• **Requirements**
Please rewrite the data below with every "detectRegion" changed to "locateRegion", leaving everything else as it is.

• **Material for the task**
▼▼▼

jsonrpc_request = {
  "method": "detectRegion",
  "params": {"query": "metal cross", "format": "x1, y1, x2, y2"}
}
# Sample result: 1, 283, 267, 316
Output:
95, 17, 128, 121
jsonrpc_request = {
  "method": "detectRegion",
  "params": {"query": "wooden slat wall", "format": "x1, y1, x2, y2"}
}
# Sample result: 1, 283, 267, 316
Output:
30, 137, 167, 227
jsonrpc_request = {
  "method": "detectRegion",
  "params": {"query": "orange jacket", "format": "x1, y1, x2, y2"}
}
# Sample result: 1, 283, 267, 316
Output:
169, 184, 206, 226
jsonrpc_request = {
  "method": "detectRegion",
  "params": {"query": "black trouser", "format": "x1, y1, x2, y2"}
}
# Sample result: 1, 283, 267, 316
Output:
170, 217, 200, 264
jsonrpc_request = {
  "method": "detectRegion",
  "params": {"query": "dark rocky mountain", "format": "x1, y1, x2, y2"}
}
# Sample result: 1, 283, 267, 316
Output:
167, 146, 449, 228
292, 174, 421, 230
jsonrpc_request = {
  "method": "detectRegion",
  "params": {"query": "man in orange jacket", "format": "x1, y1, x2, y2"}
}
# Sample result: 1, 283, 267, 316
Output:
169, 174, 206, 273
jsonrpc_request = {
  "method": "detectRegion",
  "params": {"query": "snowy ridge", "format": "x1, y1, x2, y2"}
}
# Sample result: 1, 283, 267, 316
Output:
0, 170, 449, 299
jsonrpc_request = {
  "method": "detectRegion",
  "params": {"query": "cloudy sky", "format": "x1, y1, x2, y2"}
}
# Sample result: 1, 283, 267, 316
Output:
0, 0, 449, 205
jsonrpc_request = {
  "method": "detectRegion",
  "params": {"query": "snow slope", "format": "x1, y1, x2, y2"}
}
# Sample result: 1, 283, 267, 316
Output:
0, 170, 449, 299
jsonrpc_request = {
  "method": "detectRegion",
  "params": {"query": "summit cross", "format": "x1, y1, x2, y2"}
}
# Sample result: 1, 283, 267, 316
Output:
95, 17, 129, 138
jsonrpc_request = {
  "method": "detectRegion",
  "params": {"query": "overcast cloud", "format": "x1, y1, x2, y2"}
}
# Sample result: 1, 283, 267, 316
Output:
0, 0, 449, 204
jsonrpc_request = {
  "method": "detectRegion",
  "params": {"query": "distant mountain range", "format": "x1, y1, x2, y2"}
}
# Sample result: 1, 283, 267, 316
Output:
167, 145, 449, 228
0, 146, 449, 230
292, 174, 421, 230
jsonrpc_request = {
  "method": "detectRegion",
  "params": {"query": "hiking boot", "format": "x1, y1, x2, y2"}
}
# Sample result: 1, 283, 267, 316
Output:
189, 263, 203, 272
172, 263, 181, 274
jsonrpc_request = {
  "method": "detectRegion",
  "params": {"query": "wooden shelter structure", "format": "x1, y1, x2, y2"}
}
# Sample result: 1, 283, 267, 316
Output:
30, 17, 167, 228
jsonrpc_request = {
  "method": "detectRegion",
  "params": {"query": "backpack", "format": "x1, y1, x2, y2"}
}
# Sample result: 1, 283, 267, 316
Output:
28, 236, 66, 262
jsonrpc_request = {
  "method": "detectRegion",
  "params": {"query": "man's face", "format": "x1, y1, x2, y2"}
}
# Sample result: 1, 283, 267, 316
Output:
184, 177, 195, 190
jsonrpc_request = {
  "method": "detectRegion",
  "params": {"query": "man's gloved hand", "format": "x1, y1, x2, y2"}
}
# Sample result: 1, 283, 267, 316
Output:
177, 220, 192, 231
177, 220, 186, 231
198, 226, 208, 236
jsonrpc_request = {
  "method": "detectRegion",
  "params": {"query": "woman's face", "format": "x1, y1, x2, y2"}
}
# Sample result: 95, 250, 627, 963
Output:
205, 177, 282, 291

▲▲▲

• **Completed exercise**
jsonrpc_request = {
  "method": "locateRegion",
  "params": {"query": "metal cross", "format": "x1, y1, x2, y2"}
}
# Sample result: 1, 283, 267, 316
Output:
95, 17, 128, 121
jsonrpc_request = {
  "method": "locateRegion",
  "params": {"query": "wooden slat wall", "format": "x1, y1, x2, y2"}
}
# Sample result: 1, 283, 267, 316
Output:
30, 137, 167, 227
jsonrpc_request = {
  "method": "locateRegion",
  "params": {"query": "orange jacket", "format": "x1, y1, x2, y2"}
}
# Sample result: 1, 283, 267, 316
Output:
169, 184, 206, 226
jsonrpc_request = {
  "method": "locateRegion",
  "params": {"query": "black trouser", "format": "x1, y1, x2, y2"}
}
# Sample result: 1, 283, 267, 316
Output:
170, 217, 200, 264
jsonrpc_request = {
  "method": "locateRegion",
  "params": {"query": "dark rocky mountain", "format": "x1, y1, x2, y2"}
}
# Sample result: 1, 283, 267, 316
Output:
167, 146, 449, 228
292, 174, 421, 230
jsonrpc_request = {
  "method": "locateRegion",
  "params": {"query": "man in orange jacket", "format": "x1, y1, x2, y2"}
}
# Sample result: 1, 283, 267, 316
Output:
169, 174, 206, 273
jsonrpc_request = {
  "method": "locateRegion",
  "params": {"query": "snowy ridge", "format": "x1, y1, x2, y2"}
}
# Sample result: 1, 283, 267, 316
Output:
0, 170, 449, 299
jsonrpc_request = {
  "method": "locateRegion",
  "params": {"query": "cloudy sky", "format": "x1, y1, x2, y2"}
}
# Sample result: 1, 283, 267, 316
Output:
0, 0, 449, 205
jsonrpc_request = {
  "method": "locateRegion",
  "params": {"query": "snow slope", "format": "x1, y1, x2, y2"}
}
# Sample result: 1, 283, 267, 316
Output:
0, 170, 449, 299
jsonrpc_request = {
  "method": "locateRegion",
  "params": {"query": "summit cross", "format": "x1, y1, x2, y2"}
}
# Sample result: 1, 283, 267, 316
Output:
95, 17, 129, 138
jsonrpc_request = {
  "method": "locateRegion",
  "params": {"query": "overcast cloud", "format": "x1, y1, x2, y2"}
}
# Sample result: 1, 283, 267, 316
Output:
0, 0, 449, 204
jsonrpc_request = {
  "method": "locateRegion",
  "params": {"query": "distant mountain range", "format": "x1, y1, x2, y2"}
}
# Sample result: 1, 283, 267, 316
Output:
167, 145, 449, 228
0, 146, 449, 230
292, 174, 421, 230
jsonrpc_request = {
  "method": "locateRegion",
  "params": {"query": "hiking boot", "format": "x1, y1, x2, y2"}
}
# Sample result: 1, 283, 267, 316
Output:
189, 263, 203, 272
172, 263, 181, 274
jsonrpc_request = {
  "method": "locateRegion",
  "params": {"query": "wooden shelter structure", "format": "x1, y1, x2, y2"}
}
# Sample result: 1, 283, 267, 316
Output:
30, 17, 167, 228
jsonrpc_request = {
  "method": "locateRegion",
  "params": {"query": "backpack", "format": "x1, y1, x2, y2"}
}
# Sample result: 1, 283, 267, 316
Output:
28, 236, 66, 262
jsonrpc_request = {
  "method": "locateRegion",
  "params": {"query": "man's face", "format": "x1, y1, x2, y2"}
}
# Sample result: 1, 283, 267, 316
Output:
184, 177, 195, 190
jsonrpc_request = {
  "method": "locateRegion",
  "params": {"query": "man's gloved hand", "format": "x1, y1, x2, y2"}
}
# Sample result: 1, 283, 267, 316
Output:
177, 220, 192, 231
177, 220, 186, 231
198, 226, 208, 236
jsonrpc_request = {
  "method": "locateRegion",
  "params": {"query": "woman's face", "format": "x1, y1, x2, y2"}
}
# Sample result: 95, 250, 627, 963
Output:
205, 177, 282, 291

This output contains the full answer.